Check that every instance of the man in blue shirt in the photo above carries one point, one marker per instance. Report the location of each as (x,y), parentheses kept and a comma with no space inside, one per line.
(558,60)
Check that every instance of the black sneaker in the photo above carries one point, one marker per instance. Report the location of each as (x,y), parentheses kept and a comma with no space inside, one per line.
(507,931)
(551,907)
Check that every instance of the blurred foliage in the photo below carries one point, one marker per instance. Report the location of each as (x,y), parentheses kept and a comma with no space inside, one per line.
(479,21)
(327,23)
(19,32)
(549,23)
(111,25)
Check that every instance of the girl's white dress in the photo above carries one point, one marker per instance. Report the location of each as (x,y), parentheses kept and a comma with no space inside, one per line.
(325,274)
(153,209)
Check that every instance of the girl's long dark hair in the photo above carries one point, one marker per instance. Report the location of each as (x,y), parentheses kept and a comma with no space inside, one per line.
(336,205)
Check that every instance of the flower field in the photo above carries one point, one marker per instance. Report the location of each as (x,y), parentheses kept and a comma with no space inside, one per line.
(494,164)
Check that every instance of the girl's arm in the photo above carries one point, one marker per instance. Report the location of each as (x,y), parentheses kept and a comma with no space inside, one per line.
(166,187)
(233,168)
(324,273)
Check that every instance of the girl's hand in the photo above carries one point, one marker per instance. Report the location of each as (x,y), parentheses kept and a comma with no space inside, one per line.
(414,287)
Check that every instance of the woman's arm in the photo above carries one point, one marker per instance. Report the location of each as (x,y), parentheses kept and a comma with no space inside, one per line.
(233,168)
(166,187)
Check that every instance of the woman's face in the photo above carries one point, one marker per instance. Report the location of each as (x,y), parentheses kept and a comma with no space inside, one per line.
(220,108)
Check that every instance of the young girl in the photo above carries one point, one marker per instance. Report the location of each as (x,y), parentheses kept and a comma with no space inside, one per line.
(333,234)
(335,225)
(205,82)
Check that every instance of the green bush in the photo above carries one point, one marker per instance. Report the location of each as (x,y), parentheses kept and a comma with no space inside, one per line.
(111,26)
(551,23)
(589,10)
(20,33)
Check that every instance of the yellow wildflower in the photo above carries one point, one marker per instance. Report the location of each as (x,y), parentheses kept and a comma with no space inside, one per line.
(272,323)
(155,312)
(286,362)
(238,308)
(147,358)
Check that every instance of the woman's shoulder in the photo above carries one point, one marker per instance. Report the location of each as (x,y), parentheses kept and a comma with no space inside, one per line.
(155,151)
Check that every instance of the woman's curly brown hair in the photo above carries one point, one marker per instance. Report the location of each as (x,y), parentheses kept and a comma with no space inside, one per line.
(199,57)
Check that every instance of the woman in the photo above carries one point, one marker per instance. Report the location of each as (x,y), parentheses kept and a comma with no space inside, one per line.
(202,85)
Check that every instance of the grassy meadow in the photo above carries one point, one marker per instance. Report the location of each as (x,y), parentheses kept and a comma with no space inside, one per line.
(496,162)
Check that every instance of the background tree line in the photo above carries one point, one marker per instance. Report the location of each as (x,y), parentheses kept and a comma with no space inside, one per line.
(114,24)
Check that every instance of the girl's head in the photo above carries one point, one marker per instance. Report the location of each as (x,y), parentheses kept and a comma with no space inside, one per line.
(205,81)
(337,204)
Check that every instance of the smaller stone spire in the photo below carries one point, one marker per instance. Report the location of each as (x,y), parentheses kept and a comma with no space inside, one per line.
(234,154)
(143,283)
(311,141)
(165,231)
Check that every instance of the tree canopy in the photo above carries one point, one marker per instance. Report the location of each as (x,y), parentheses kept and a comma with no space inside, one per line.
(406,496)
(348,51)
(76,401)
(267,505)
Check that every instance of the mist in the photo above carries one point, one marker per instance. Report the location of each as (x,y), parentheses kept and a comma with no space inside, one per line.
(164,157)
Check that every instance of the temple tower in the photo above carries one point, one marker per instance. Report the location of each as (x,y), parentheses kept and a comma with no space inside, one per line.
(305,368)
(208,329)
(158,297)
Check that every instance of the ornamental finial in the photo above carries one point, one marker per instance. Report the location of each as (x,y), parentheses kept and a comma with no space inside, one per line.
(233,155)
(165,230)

Requirement =
Give back exactly the lines from the one containing "Check that every instance of the ornamental" through the end of the listing above, with both ends included and nothing added.

Answer to this task =
Check that every instance of the ornamental finial in the photo above carries one point, one marker per instance. Report the location of each as (x,y), parentheses kept and a comma with no space inside, one per line.
(233,155)
(165,230)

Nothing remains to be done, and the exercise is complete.